WHAT TO PRODUCE ▸
Copy only the lines between the one containing "white flower in the photo above." and the end of the records, both included, leaving out pictures.

RECORDS SHOWN ▸
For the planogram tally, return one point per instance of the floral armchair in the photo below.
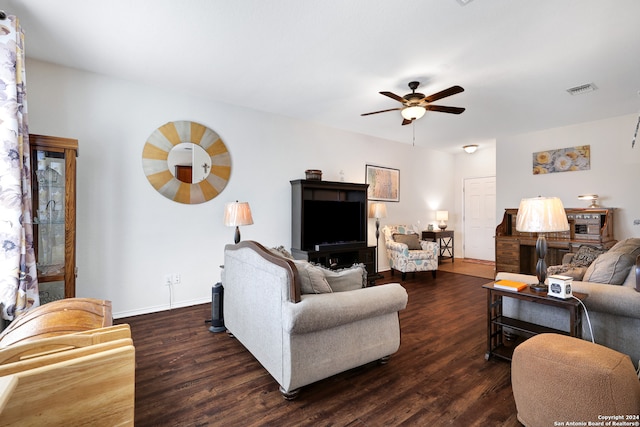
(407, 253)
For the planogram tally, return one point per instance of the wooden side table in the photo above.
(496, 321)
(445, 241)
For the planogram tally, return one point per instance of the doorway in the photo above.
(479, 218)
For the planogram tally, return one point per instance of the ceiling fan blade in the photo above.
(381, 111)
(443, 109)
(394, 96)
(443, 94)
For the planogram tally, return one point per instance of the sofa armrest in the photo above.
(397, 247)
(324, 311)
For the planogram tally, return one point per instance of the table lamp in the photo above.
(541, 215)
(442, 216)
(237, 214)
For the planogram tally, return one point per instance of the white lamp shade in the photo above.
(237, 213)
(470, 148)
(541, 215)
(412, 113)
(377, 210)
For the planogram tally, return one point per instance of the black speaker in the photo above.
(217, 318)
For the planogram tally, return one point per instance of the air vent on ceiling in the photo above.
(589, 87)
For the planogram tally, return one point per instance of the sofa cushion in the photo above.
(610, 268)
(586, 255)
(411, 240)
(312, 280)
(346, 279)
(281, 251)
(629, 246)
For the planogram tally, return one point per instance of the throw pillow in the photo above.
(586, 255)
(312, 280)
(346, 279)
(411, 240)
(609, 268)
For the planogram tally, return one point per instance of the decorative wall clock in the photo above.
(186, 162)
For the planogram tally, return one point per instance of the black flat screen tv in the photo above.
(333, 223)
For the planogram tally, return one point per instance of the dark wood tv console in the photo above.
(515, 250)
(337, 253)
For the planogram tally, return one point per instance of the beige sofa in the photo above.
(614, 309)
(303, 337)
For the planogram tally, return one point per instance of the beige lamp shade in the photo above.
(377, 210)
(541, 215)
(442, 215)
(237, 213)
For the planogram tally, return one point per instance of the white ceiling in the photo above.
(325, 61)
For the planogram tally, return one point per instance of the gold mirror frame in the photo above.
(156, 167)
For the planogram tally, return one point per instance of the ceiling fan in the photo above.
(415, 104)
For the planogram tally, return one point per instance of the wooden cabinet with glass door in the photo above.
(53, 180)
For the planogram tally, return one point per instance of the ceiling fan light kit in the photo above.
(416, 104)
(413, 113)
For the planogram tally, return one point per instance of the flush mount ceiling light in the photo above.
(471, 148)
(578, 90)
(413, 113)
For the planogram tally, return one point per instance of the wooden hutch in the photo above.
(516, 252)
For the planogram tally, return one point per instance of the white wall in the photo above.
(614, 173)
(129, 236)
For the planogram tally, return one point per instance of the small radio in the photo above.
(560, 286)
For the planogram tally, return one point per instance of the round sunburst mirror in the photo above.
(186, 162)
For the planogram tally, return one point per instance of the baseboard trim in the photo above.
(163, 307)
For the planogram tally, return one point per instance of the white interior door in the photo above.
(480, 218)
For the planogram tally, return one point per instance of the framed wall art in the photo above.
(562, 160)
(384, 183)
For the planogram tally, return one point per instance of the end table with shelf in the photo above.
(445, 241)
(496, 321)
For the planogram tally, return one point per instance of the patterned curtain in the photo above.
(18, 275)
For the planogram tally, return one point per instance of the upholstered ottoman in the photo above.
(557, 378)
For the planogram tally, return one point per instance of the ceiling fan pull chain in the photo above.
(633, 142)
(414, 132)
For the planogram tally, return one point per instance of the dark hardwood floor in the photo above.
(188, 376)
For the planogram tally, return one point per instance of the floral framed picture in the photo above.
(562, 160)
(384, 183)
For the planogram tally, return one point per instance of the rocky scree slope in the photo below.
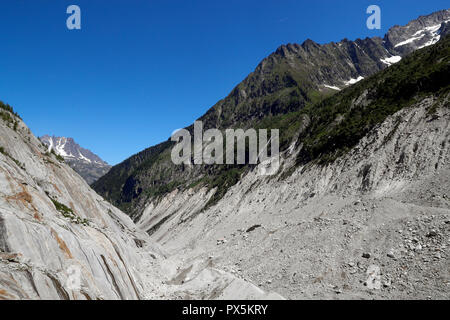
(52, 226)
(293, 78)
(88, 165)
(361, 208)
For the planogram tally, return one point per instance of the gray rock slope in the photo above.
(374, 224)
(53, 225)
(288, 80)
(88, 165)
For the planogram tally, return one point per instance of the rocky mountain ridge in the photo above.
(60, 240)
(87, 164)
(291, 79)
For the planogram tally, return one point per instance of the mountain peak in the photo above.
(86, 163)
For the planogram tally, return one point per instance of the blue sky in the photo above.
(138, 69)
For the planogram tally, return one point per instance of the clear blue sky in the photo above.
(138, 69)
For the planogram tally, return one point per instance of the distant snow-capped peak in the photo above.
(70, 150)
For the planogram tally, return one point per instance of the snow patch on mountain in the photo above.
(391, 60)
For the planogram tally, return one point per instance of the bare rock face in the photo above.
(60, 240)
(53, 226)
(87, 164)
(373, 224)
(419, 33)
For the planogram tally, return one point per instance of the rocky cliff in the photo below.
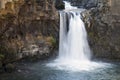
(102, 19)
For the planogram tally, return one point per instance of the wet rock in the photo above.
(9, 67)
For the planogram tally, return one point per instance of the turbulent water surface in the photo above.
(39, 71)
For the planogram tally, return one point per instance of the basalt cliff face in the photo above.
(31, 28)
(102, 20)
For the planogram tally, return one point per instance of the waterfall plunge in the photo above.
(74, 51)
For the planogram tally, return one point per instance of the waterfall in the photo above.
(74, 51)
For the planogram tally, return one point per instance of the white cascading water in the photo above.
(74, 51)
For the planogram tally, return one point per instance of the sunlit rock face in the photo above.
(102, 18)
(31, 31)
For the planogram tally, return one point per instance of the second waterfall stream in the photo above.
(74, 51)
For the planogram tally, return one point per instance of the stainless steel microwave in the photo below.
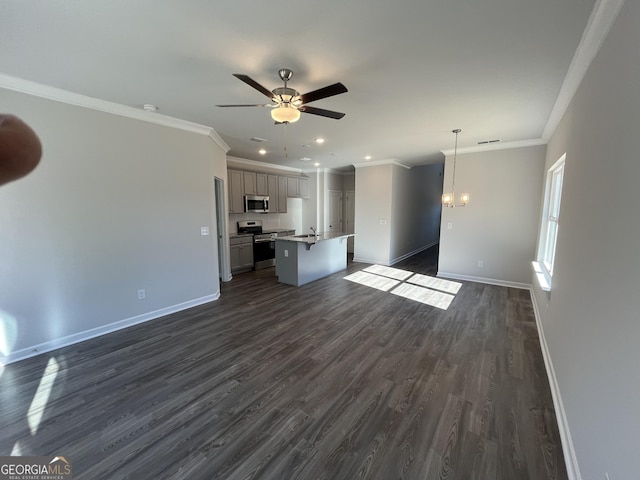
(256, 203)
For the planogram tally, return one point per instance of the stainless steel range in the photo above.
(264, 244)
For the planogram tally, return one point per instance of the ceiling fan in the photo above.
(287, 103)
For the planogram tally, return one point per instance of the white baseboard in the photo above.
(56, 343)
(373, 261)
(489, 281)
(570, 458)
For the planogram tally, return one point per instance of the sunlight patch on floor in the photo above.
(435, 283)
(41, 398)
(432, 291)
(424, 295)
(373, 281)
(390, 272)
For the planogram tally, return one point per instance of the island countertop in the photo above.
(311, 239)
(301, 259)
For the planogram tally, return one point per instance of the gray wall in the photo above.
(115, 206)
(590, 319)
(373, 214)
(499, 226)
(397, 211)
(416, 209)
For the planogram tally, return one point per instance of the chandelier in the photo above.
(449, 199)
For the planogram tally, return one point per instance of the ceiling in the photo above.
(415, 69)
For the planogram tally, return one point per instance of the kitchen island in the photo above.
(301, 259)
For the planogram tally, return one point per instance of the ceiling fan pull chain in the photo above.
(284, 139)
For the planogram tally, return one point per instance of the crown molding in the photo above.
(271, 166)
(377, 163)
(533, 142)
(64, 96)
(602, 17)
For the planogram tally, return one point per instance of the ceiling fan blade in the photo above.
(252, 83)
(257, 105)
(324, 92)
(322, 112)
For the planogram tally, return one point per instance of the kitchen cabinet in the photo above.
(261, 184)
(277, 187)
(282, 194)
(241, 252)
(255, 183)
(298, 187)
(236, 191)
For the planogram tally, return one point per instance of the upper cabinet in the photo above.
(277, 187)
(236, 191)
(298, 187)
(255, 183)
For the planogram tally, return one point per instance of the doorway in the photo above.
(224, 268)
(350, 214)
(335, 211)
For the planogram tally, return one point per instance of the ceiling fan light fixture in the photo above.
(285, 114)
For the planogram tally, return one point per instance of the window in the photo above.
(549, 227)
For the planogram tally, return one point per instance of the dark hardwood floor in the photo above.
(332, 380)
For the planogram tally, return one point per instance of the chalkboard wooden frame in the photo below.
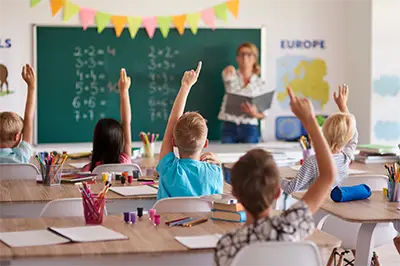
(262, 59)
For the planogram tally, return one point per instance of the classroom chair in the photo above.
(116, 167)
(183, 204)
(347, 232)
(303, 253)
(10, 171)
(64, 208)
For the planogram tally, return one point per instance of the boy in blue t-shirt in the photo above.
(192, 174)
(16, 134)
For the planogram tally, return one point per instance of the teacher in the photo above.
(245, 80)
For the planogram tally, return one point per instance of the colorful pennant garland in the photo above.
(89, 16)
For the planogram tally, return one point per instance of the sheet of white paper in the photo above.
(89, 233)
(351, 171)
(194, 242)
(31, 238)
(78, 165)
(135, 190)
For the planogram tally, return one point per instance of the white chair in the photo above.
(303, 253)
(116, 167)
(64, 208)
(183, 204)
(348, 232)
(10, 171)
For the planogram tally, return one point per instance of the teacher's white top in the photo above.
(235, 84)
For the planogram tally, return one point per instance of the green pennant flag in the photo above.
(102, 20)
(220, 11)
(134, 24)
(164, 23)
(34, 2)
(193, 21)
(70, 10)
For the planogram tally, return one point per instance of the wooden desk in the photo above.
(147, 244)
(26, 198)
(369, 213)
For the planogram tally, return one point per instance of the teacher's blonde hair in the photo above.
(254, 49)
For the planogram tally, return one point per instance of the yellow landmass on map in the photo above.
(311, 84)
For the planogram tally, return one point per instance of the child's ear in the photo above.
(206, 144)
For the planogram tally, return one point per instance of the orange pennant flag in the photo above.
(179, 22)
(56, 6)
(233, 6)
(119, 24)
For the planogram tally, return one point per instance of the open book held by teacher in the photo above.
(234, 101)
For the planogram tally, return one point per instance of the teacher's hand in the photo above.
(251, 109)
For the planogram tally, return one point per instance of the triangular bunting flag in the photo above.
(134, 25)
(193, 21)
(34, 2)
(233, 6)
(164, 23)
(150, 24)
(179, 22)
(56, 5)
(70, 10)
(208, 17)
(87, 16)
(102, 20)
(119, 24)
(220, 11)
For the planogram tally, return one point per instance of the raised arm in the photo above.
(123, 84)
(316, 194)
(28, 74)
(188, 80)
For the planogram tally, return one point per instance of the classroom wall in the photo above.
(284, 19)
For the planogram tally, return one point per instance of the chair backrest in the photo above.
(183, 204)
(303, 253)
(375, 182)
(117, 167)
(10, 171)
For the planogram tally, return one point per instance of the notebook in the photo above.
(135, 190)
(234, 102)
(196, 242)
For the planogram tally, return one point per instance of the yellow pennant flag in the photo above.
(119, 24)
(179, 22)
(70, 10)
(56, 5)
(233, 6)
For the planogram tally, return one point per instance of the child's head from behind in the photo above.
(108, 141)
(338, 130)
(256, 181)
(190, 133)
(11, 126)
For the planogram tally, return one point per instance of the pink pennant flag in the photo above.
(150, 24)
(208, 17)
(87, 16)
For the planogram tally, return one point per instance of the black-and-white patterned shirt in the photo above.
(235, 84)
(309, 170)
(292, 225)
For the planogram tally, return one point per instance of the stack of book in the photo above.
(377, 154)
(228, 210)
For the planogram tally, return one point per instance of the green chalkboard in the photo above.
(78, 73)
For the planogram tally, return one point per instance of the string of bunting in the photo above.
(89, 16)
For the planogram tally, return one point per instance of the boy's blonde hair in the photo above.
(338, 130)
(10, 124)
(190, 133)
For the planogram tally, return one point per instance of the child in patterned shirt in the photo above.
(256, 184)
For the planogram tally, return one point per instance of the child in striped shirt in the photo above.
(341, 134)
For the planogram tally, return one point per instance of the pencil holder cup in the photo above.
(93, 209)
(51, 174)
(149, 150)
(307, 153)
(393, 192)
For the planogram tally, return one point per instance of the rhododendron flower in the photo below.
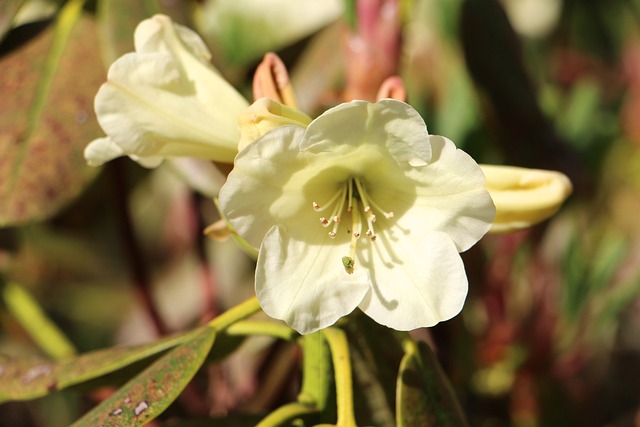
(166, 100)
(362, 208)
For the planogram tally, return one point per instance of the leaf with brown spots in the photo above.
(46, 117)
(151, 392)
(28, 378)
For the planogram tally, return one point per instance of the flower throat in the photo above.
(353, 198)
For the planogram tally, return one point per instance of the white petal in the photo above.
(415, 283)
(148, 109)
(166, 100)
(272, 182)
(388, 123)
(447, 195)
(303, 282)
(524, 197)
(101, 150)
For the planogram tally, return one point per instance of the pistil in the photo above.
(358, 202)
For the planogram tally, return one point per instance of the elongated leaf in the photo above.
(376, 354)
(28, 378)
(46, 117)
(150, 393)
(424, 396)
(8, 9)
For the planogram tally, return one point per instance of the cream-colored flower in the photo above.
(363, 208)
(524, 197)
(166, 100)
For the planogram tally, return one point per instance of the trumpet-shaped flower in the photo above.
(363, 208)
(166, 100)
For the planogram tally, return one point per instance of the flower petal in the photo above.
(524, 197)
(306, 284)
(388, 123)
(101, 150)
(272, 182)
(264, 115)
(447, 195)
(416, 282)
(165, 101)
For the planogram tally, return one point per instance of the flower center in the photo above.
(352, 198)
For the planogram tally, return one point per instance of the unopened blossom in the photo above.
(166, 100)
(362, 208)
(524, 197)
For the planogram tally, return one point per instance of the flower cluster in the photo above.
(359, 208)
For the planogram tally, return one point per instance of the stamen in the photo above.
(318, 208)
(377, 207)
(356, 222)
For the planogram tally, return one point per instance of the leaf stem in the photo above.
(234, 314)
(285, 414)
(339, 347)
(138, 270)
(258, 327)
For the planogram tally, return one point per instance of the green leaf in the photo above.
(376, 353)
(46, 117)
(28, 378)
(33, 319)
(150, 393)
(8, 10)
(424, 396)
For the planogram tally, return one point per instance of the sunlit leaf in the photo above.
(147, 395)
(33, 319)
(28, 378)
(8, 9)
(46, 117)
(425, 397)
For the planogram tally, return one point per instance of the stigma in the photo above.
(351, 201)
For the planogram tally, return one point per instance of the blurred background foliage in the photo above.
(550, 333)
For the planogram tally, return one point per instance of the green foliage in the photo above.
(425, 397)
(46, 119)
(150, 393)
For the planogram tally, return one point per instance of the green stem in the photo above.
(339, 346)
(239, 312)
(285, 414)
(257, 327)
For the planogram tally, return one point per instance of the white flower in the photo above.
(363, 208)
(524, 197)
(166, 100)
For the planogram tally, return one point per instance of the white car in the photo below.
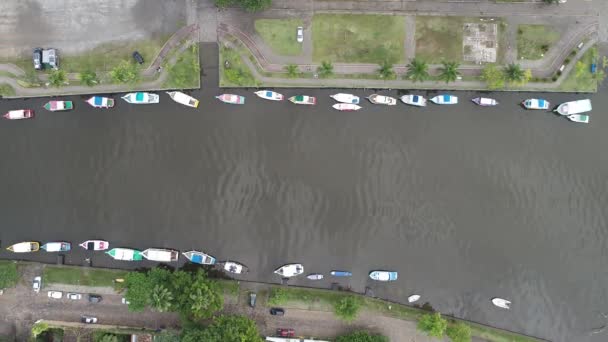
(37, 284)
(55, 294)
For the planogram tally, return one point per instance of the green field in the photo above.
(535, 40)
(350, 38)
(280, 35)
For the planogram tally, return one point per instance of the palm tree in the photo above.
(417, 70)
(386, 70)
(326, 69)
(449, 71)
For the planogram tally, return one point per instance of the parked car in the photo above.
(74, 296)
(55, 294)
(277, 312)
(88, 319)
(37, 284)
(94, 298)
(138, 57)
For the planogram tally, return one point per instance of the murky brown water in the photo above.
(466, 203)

RESPONSE ▸
For the planogram tally, return one point per instance of the white flower in the photo above.
(363, 208)
(524, 197)
(166, 100)
For the planogram tally, return one point per instance of the white car in the photo below.
(37, 284)
(55, 294)
For the planogram tally, return one point per instance of the green field in the photo above.
(535, 40)
(350, 38)
(280, 35)
For the planogram tally, return one point per instance of the palm tree in the photo above.
(417, 70)
(386, 70)
(326, 69)
(449, 71)
For the planogram tally, return one point per instance of the parked car in the photo above.
(74, 296)
(55, 294)
(277, 312)
(88, 319)
(37, 284)
(94, 298)
(138, 57)
For the planogram tally, return one point per instance of the murky brown water in the photo above.
(466, 203)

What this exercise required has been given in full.